Goal:
Pull out every line in the material below that contains the word "flower", and copy each of those lines without changes.

The input:
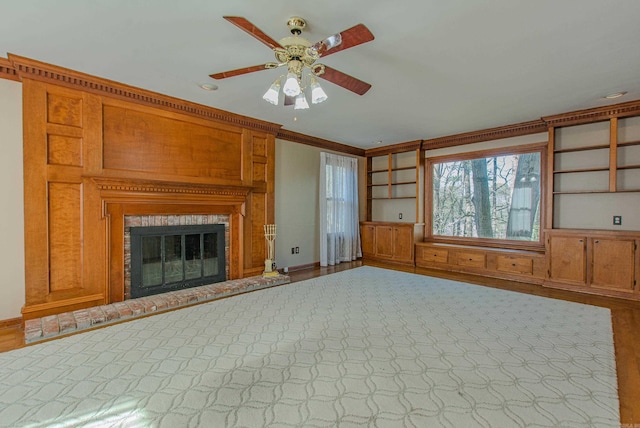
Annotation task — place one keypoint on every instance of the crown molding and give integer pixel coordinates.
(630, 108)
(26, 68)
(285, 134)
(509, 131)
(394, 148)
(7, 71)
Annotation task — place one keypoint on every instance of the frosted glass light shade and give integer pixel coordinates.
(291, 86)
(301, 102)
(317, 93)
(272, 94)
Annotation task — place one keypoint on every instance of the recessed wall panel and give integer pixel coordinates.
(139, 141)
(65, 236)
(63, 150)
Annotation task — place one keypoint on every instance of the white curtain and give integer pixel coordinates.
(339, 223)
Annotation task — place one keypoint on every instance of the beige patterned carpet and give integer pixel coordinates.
* * *
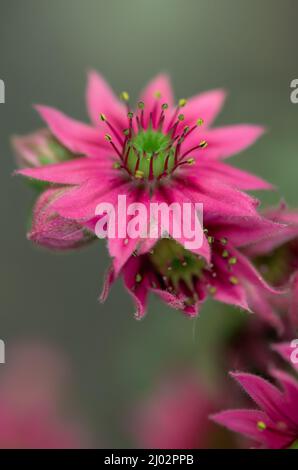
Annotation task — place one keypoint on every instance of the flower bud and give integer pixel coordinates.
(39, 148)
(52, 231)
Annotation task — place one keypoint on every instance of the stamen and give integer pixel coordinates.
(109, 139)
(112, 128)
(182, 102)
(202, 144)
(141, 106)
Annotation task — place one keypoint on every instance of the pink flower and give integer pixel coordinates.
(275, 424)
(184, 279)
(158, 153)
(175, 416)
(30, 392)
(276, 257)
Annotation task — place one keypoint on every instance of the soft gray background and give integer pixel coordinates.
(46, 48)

Task output:
Annotation task — place one keypoint on every instance of the flower bud and give integer pixel coordinates.
Annotation task — place one keypoint on every instance of the pink flower and give integer pixel coordinates.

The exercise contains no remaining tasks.